━━━━━ DOCUMENT TEXT

Something Happens are an Irish pop-rock band whose heyday was the late 1980s and early 1990s. The band's lineup consists of Tom Dunne (Vocals), Ray Harman (Guitar), Alan Byrne (Bass) and Eamonn Ryan (Drums).

An earlier incarnation of the band was called 'The Dazzmen' and was fronted by singer Martin Lynch who left the band and became the frontman for another early 1980s Dublin band 'The Cracker Factory'. After Lynch's departure the band recruited vocalist Tom Dunne and became 'Something Happens'. They shot to prominence with the single "Burn Clear" which was featured on the soundtrack of the 1988 Irish film The Courier.



Career

The Dublin-based band's first release was the self-released "Two Chances" EP. After signing to Virgin Records they released a live EP, I Know Ray Harman, in 1988 which was recorded live at McGonagles. Their live show was energetic while the bands dress varied from Tom Dunne's trademark paisley shirts to Alan Byrne's neckties. Later that year, their debut album Been There, Seen That, Done That was released on Virgin Records. In August 1989 the band supported Simple Minds at their Dublin. One of the singles from their first album, "Forget Georgia," was later covered by Canadian singer Emm Gryner on her 2005 album Songs of Love and Death. 'Burn Clear' another track was on the soundtrack of the Irish film "The Courier"

━━━━━━━━━━

**REQUIRED ACTIONS:**
- A) Using the band history, explain in one to three sentences how the group came to be called Something Happens.
- B) Quote the band history between "An earlier incarnation" and "film The Courier.", inclusive.
- C) According to the band history, where was the live EP I Know Ray Harman recorded?
The rows that come next are separate material with no connection to the band history.

━━━━━ DATA LISTING

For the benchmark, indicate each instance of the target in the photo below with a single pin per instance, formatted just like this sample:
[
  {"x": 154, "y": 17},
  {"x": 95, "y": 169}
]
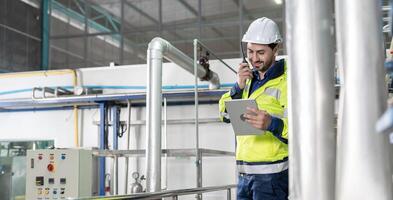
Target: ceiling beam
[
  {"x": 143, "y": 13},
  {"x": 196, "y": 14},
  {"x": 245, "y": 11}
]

━━━━━━━━━━
━━━━━ DATA LISTING

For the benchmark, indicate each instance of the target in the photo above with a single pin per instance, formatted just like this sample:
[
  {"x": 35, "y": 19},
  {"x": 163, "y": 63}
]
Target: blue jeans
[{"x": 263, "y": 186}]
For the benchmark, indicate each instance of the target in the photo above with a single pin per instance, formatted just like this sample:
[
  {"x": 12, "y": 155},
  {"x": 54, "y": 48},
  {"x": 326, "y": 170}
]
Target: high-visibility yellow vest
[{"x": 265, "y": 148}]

━━━━━━━━━━
━━━━━ DATA LISTING

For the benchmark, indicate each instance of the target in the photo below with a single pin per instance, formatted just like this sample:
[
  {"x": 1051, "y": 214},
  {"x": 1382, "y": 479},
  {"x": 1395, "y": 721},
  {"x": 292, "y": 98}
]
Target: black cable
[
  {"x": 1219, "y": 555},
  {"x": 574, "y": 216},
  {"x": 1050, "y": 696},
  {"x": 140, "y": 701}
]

━━━━━━━━━━

**OUTPUTS:**
- A) The band began as The Dazzmen, fronted by singer Martin Lynch, who left to become the frontman for The Cracker Factory. After Lynch's departure, the band recruited vocalist Tom Dunne and became Something Happens.

- B)
An earlier incarnation of the band was called 'The Dazzmen' and was fronted by singer Martin Lynch who left the band and became the frontman for another early 1980s Dublin band 'The Cracker Factory'. After Lynch's departure the band recruited vocalist Tom Dunne and became 'Something Happens'. They shot to prominence with the single "Burn Clear" which was featured on the soundtrack of the 1988 Irish film The Courier.

- C) It was recorded live at McGonagles.